=== Request ===
Copy every one of the rows below word for word, leaving out the pictures.

★ ★ ★ ★ ★ ★ ★

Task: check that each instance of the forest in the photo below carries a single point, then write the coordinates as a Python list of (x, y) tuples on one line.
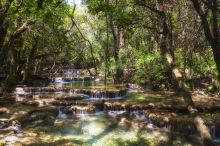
[(109, 72)]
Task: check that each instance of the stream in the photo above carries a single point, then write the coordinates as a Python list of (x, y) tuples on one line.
[(78, 110)]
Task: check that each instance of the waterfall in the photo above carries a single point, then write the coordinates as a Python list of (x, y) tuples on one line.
[(61, 115)]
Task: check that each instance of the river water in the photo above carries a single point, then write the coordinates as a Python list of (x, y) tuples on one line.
[(71, 111)]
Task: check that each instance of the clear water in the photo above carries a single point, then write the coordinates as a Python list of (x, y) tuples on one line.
[(102, 128)]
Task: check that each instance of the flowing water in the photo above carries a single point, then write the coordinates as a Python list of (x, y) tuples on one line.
[(73, 110)]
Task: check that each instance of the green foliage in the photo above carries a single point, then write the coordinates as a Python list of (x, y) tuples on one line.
[(150, 67)]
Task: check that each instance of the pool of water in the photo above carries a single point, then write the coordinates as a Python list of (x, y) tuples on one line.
[(59, 118)]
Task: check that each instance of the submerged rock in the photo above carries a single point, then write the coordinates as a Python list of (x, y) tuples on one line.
[(43, 116)]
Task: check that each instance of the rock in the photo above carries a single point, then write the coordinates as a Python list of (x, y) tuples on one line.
[(151, 105), (58, 122), (30, 103), (1, 91), (47, 115)]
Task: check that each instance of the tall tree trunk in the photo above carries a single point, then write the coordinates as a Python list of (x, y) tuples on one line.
[(167, 53), (12, 77), (117, 43), (27, 71)]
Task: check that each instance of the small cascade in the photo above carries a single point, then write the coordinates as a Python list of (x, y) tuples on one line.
[(61, 115), (83, 109), (20, 91)]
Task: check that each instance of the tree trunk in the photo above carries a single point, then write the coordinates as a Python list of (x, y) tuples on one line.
[(13, 74), (117, 43), (216, 54), (181, 87)]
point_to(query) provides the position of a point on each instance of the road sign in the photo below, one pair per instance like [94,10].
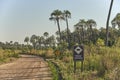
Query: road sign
[78,53]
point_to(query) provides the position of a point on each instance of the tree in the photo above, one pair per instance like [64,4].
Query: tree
[107,23]
[81,24]
[46,34]
[56,16]
[26,40]
[67,15]
[116,21]
[33,40]
[90,24]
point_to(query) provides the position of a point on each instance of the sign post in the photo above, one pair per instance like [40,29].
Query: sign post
[78,56]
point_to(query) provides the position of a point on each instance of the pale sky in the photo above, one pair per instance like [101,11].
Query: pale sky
[21,18]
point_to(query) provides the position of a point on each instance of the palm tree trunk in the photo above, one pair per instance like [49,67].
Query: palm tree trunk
[82,34]
[59,29]
[68,34]
[107,23]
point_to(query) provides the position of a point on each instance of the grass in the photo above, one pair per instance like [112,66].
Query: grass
[102,64]
[8,55]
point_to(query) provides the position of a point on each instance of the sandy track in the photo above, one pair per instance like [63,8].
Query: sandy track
[27,67]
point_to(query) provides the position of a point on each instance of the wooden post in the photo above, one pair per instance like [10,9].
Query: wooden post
[74,66]
[81,66]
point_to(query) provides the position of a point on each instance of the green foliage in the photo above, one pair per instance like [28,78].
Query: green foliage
[98,64]
[7,55]
[54,70]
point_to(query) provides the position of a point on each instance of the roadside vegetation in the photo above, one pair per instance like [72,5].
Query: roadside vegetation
[101,62]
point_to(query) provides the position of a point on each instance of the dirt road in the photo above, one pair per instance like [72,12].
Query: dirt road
[27,67]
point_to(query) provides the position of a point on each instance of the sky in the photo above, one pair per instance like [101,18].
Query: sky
[21,18]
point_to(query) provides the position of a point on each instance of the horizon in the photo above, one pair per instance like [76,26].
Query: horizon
[19,19]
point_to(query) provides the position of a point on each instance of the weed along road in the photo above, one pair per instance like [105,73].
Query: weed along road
[27,67]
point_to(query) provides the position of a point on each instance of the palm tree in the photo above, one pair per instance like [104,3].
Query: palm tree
[46,34]
[116,21]
[67,15]
[90,24]
[33,40]
[56,16]
[82,25]
[107,23]
[26,40]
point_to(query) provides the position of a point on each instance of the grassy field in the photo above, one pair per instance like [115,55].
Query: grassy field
[101,63]
[8,55]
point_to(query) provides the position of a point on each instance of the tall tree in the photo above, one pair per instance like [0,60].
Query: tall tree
[116,21]
[67,15]
[46,34]
[56,16]
[33,40]
[26,40]
[82,25]
[107,23]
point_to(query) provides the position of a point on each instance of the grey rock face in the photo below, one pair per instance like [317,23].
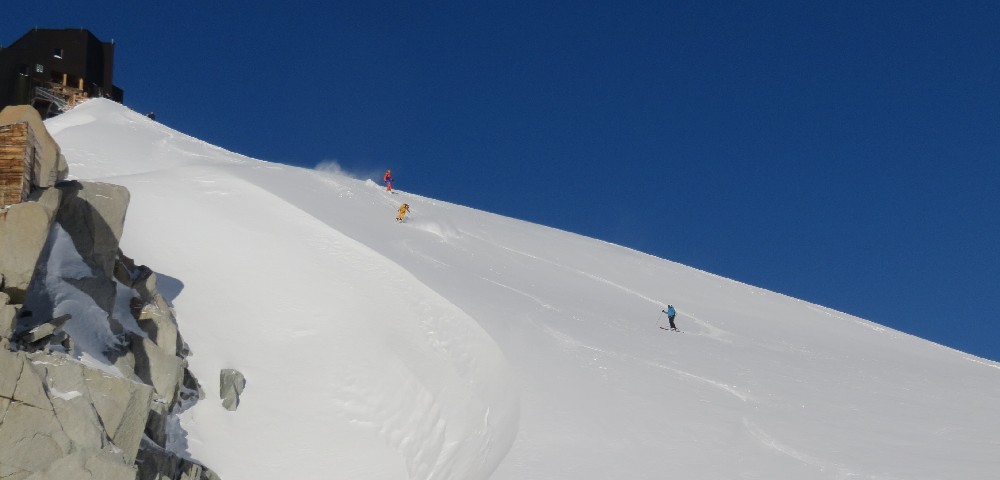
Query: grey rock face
[62,419]
[8,315]
[155,463]
[231,384]
[165,372]
[94,215]
[24,228]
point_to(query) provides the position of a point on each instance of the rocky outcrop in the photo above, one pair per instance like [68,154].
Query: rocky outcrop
[60,418]
[24,228]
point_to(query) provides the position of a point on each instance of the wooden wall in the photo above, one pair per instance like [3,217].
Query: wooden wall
[17,154]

★ ★ ★ ★ ★ ★ ★

=== Task answer ===
Task: check that each instance of the forest in the photo below carries a single point, then write the coordinates as a Python list of (x, y) tuples on one line.
[(109, 72)]
Task: check that each instance of the stream in the photo above carries a single point, then write the coordinates as a Python list of (x, y) tuples on one line.
[(78, 110)]
Task: check that each instance of the waterfall in the photo above carries a single point, then write the coordinates as a Python list of (x, y) tuples on one line.
[(61, 115)]
Task: check that each instance of the river water in the photo above carries a single point, then write the coordinates as a Python list of (x, y) tuples on one line.
[(71, 111)]
Task: check that each instance of the clear water in the photo above carries a single point, then write the coordinates as a Python list of (x, y) tuples on one line.
[(102, 128)]
Task: check that each instance of the flowing water in the photo above carries a single point, then write the coordinates as a Python list of (x, y) tuples on one line.
[(73, 110)]
Task: check that each instance of the green foliage in the photo above carries a single point, then write the coordinates as a Python list of (x, y) tuples on one line.
[(150, 67)]
Task: check that each instance of the pool of water in the photo above carries a single point, then write the coordinates as a Python list of (x, y) tuples on one line.
[(59, 118)]
Task: check that each instance of the submerged rock in the photo above carries a single point, then write the coordinates as a Python list of (x, y) tuples on one line.
[(43, 116)]
Task: check that each instance of the rock in the photo above carries a single point, then write the coordinates as a Python list of (x, y) tuples on one line.
[(151, 105), (58, 122), (30, 103), (1, 91), (47, 115)]
Task: check that each instance of the tall tree trunk in the photo above carries a single point, then write the coordinates as a Python list of (x, y) tuples on one line.
[(167, 53), (12, 77), (117, 43), (27, 71)]
Task: check that each instance of the small cascade in the photo above carries a single point, then write the coordinates as a Python list of (x, y) tuples on one line.
[(61, 115), (83, 109), (20, 91)]
Task: check that each instance of the tree trunk in the photo above carries a single point, then write the coordinates as a Python list of (x, y) tuples on one line.
[(13, 74), (117, 43), (216, 54), (181, 87)]
point_to(query) provides the position of a point on each instance of the road sign in the photo below, one pair per instance like [94,10].
Query: road sign
[78,53]
point_to(query) provides the position of a point on each instance of the tree in the photo above, one pair per instance like [64,4].
Query: tree
[107,23]
[81,24]
[46,34]
[56,16]
[26,40]
[67,15]
[116,21]
[33,40]
[90,24]
point_to(query) provides the position of a point on each instance of the sign post in the photo above, one pair per instance like [40,29].
Query: sign post
[78,56]
point_to(query) provides the position of a point on each instance of the pale sky in the photo above, one pair per instance like [101,11].
Query: pale sky
[21,18]
point_to(query) provides the position of a point on each instance of the palm tree trunk in the photo above, one pair per instance like [49,67].
Query: palm tree trunk
[82,34]
[59,29]
[68,34]
[107,23]
point_to(query) provides the position of a point on each instance of the grass in the photo above, one pair per instance like [112,66].
Query: grass
[102,64]
[8,55]
point_to(query) provides the position of a point on each instance of the sandy track in the photo above, one pair per instance like [63,8].
Query: sandy track
[27,67]
point_to(query) provides the position of a point on each instance of the wooden post in the photo above, one pair per instance like [10,9].
Query: wooden post
[74,66]
[81,66]
point_to(query) provides the position of a point on each instance of the green foliage in the photo above, one pair per instance like [28,78].
Query: green foliage
[98,64]
[7,55]
[54,70]
point_to(query) provides the position of a point on each instance of the roadside vegetation in the photo above, one pair per instance like [72,5].
Query: roadside vegetation
[101,62]
point_to(query) provides the position of a point on each instance of the dirt road in the photo above, one pair per instance like [72,12].
Query: dirt road
[27,67]
point_to(query) provides the position of a point on each instance of the sky in the photo above, one pair per instance like [101,18].
Query: sky
[21,18]
point_to(query) provides the position of a point on each instance of the horizon in the photo above, one pair per instance like [76,26].
Query: horizon
[19,19]
point_to(query) provides the position of a point on each instance of the weed along road in the photo above, one pair per instance like [105,73].
Query: weed along road
[27,67]
point_to(query) provides the position of a point on each instance of the palm tree in the photo above, one pair per instance like [104,3].
Query: palm tree
[46,34]
[116,21]
[67,15]
[90,24]
[33,40]
[56,16]
[82,25]
[107,23]
[26,40]
point_to(query) provides the position of a point on each instance of the grassy field in the photo above, one pair per instance like [115,55].
Query: grassy field
[101,63]
[8,55]
point_to(query) provides the position of a point on each instance of the tall tree in the photo above, one pair per instance like [0,60].
Query: tall tree
[116,21]
[67,15]
[46,34]
[56,16]
[33,40]
[26,40]
[82,25]
[107,23]
point_to(query) provides the position of a point on each instance of the grey rock face in the photo below, one pair per instance like [317,23].
Query: grey rock face
[62,419]
[8,315]
[155,463]
[231,384]
[165,372]
[94,215]
[24,228]
point_to(query) provides the position of a point on each instance of the rocky outcrop in the photo above, one pair per instance like [68,154].
Query: rocky outcrop
[60,418]
[24,228]
point_to(query) provides the position of a point on each instance of the wooden wall in the photo above, one pair per instance like [3,217].
Query: wooden wall
[17,154]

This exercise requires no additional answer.